(EXERCISE OBJECTIVE):
Answer these questions from the AHBIC achievements text:
(a) On what date was AHBIC's inaugural meeting held?
(b) In what year did the Asian Bees in Cairns incursion happen?
(c) What program did the NBPSP build on?

--- TEXT SEGMENT ---

Important Notice Sign up to AHBIC Newsletters and Updates

Register here

Key Achievements

AHBIC’s inaugural meeting was held on 11 February 1998, and since then, we have been working hard to ensure the long-term economic viability, security and prosperity of Australia’s honey bee industry.

Listed below are some of our achievements to date, and we are looking forward to continuing our work with members to advocate for, and promote the importance of, Australia’s honey bee industry.


  1. Managed three separate exotic pest incursions into Australia since its inception. Small Hive Beetle(2002), Asian Bees in Cairns (2007), Varroa Jacobsoni (2016). This has been the most exotic incursions in any equivalent period in Australian honey bee history.
  2. Assisted with the response to exotic bee arrivals in Australia, e.g. Apis cerana, A.dorsata, A.Ê florea and Bumblebees. These are distinct from incursions in that they were found and determined not to have spread at all.
  3. Implemented a comprehensive early warning system in the NBPSP (National Bee Pest Surveillance Program). This is one arm of the newly developed National Bee Biosecurity Program (NBBP). The NBPSP built on the Port Surveillance Program which AHBIC and the Department of Agriculture in Canberra put in place in 2000.

--- ENTRIES PROVIDED ---

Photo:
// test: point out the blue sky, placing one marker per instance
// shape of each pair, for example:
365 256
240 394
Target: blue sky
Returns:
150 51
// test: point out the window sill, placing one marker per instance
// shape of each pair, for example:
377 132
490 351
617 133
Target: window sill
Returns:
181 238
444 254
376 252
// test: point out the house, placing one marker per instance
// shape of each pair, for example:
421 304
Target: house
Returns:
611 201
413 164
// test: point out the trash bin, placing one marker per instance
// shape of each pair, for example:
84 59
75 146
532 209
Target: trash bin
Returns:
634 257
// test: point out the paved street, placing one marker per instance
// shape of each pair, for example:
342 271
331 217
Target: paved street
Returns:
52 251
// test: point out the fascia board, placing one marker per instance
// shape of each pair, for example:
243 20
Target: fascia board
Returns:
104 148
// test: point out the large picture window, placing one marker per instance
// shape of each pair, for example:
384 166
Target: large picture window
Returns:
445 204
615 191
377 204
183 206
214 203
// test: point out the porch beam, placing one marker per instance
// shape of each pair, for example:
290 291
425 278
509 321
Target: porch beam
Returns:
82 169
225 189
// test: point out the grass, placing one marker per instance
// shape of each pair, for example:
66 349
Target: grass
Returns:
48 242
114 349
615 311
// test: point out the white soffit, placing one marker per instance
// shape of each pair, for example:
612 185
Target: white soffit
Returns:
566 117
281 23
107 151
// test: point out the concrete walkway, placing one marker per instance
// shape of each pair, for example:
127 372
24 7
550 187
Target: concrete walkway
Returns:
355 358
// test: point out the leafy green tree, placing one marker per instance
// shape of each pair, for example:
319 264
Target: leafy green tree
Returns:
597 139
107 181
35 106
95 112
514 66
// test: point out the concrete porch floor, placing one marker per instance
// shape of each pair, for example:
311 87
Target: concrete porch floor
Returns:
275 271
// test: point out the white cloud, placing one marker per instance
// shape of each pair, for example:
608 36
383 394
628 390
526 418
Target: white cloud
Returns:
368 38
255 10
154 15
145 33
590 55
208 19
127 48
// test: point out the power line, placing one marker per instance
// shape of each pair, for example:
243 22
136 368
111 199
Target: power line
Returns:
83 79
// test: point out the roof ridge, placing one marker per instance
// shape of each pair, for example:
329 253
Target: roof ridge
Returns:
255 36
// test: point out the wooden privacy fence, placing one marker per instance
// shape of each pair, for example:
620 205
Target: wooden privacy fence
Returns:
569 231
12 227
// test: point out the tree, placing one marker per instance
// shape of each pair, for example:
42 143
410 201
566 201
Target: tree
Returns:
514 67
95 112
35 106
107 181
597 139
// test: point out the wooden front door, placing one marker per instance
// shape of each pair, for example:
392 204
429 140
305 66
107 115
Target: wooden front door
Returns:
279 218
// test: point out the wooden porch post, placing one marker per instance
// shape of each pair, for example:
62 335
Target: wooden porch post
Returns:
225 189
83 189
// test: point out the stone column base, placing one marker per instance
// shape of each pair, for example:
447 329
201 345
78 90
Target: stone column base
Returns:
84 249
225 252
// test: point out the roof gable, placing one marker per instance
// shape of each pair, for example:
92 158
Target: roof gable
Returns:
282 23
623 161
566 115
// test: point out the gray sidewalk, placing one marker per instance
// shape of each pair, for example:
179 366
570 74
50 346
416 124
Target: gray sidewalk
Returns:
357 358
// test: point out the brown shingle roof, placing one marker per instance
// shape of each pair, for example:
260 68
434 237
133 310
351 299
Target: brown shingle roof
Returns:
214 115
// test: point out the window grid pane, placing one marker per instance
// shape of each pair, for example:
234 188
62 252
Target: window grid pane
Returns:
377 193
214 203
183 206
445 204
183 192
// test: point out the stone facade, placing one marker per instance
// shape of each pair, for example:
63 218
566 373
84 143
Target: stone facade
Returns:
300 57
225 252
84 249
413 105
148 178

---

(REPLY):
(a) 11 February 1998
(b) 2007
(c) The Port Surveillance Program